» **WORK REQUIRED**:
Print each of the rows below verbatim, leaving every character unchanged.

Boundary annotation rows
******

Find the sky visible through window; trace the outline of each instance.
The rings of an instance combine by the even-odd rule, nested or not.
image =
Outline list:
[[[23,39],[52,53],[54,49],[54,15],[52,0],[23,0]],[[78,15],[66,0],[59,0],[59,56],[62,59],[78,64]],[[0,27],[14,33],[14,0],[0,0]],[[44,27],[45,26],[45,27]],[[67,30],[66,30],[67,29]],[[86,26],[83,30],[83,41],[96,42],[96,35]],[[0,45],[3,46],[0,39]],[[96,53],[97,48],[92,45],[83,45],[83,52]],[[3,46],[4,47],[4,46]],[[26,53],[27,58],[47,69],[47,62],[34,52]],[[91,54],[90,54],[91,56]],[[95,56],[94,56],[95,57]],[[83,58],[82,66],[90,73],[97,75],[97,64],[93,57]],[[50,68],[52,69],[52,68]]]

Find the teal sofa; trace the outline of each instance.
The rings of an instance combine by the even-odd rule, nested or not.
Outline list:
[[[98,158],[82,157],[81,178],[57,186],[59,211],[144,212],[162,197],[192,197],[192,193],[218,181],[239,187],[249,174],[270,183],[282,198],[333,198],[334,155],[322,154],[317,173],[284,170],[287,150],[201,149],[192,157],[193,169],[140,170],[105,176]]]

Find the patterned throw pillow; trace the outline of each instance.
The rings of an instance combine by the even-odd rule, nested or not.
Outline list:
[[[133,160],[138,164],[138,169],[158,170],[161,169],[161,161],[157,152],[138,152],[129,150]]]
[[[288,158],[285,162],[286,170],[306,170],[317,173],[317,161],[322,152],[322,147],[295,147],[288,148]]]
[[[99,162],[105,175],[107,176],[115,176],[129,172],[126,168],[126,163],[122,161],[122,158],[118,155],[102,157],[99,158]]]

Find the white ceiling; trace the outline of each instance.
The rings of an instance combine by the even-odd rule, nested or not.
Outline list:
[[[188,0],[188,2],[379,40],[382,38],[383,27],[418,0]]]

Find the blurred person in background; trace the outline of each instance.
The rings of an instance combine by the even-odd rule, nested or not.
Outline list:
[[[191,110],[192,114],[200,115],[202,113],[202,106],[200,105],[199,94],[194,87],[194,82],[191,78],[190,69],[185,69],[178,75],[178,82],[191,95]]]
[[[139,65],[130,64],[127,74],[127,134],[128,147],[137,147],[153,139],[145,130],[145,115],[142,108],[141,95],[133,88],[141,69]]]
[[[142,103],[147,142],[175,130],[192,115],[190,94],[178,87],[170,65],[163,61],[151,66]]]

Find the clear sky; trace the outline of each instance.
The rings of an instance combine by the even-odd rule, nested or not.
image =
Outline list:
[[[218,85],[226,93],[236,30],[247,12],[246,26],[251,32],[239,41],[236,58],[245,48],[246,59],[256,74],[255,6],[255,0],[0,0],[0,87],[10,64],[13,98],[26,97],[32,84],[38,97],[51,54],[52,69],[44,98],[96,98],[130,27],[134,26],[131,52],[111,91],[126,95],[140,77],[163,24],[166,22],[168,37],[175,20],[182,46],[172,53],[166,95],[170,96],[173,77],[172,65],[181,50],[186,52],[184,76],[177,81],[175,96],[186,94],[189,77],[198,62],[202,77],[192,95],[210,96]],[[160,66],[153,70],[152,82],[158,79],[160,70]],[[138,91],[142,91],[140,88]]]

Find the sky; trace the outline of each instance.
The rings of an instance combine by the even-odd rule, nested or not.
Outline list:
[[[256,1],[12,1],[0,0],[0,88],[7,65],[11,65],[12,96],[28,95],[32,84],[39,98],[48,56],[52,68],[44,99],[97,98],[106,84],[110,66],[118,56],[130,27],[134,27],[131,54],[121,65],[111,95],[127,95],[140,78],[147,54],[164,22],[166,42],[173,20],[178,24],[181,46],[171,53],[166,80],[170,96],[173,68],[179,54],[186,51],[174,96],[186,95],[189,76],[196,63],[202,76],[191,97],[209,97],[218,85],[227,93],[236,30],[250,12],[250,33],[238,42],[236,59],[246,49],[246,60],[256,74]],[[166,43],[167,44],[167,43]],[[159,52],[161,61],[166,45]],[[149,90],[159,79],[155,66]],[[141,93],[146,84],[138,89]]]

******

» **WRITTEN REPLY**:
Find the sky visible through window; trace the outline of each instance.
The rings of an instance combine by the even-odd rule, nested or not.
image =
Outline list:
[[[23,39],[52,53],[54,49],[54,15],[52,0],[23,0]],[[78,15],[66,0],[59,0],[59,56],[62,59],[78,64]],[[0,27],[14,33],[14,0],[0,0]],[[44,27],[45,26],[45,27]],[[67,30],[66,30],[67,29]],[[86,26],[83,30],[83,41],[96,42],[96,35]],[[0,45],[3,46],[0,39]],[[96,53],[97,48],[92,45],[83,45],[83,52]],[[3,46],[4,47],[4,46]],[[26,53],[27,58],[47,69],[47,62],[34,52]],[[91,54],[90,54],[91,56]],[[95,56],[94,56],[95,57]],[[83,58],[82,66],[90,73],[97,75],[97,64],[93,57]],[[50,68],[52,69],[52,68]]]

Find the teal sofa; trace the outline of each instance.
The rings of an instance combine by the even-odd rule, nested or not.
Outline list:
[[[98,158],[82,157],[81,178],[57,186],[59,211],[144,212],[162,197],[192,197],[192,193],[218,181],[239,187],[249,174],[270,183],[282,198],[333,198],[334,155],[322,154],[317,173],[284,170],[287,150],[201,149],[192,157],[193,169],[140,170],[105,176]]]

Find the patterned throw pillow; trace the outline of each instance.
The rings of an instance combine by the even-odd rule, nested or not.
Outline list:
[[[133,160],[138,164],[138,169],[158,170],[161,169],[161,161],[157,152],[138,152],[129,150]]]
[[[288,158],[285,162],[286,170],[306,170],[317,173],[317,161],[322,152],[322,147],[295,147],[288,148]]]
[[[99,162],[105,175],[107,176],[115,176],[129,172],[126,168],[126,163],[122,161],[122,158],[118,155],[102,157],[99,158]]]

Find the white ceiling; trace the outline of each instance.
The rings of an instance combine by the even-odd rule, nested or not.
Outline list:
[[[188,0],[188,2],[379,40],[382,38],[383,27],[418,0]]]

Find the blurred person in background; trace the outline of each instance.
The rings of an instance combine by the even-odd rule, nested or not.
Outline list:
[[[191,110],[192,114],[200,115],[202,113],[202,106],[200,105],[199,94],[194,87],[194,82],[191,78],[190,69],[185,69],[178,75],[178,82],[191,95]]]
[[[139,65],[130,64],[127,74],[127,134],[128,147],[137,147],[153,139],[145,130],[145,115],[142,108],[141,95],[133,88],[141,69]]]
[[[142,103],[147,142],[175,130],[192,115],[190,94],[178,87],[170,65],[163,61],[151,66]]]

Find the clear sky; trace the outline of each instance.
The rings of an instance combine by the even-odd rule, nested or not.
image =
Outline list:
[[[218,85],[226,93],[236,30],[247,12],[246,26],[251,32],[239,41],[236,58],[245,48],[246,59],[256,74],[255,6],[255,0],[0,0],[0,87],[10,64],[13,98],[26,97],[32,84],[38,97],[51,54],[52,69],[44,98],[96,98],[130,27],[134,26],[131,52],[111,91],[126,95],[140,77],[163,24],[166,22],[168,37],[175,20],[182,46],[172,53],[166,95],[170,96],[173,77],[172,65],[181,50],[186,52],[184,76],[177,81],[175,96],[186,94],[189,77],[198,62],[202,77],[192,95],[210,96]],[[160,66],[153,70],[152,82],[158,79],[160,70]],[[138,91],[142,91],[140,88]]]

Find the sky; trace the outline of each instance.
The rings of an instance combine by the even-odd rule, nested or not.
Outline list:
[[[256,1],[12,1],[0,0],[0,88],[7,65],[11,65],[12,96],[28,95],[32,84],[39,98],[48,56],[52,68],[44,99],[97,98],[106,84],[110,66],[118,56],[130,27],[134,27],[131,54],[121,65],[111,95],[127,95],[140,78],[147,54],[164,22],[166,42],[173,20],[178,24],[181,46],[171,53],[166,80],[170,96],[173,68],[179,54],[186,51],[174,96],[186,95],[189,76],[196,63],[202,76],[191,97],[209,97],[218,85],[227,93],[236,30],[250,12],[250,33],[238,42],[236,59],[246,49],[246,60],[256,74]],[[166,43],[167,44],[167,43]],[[159,52],[161,61],[166,45]],[[149,90],[159,79],[155,66]],[[141,93],[146,84],[138,89]]]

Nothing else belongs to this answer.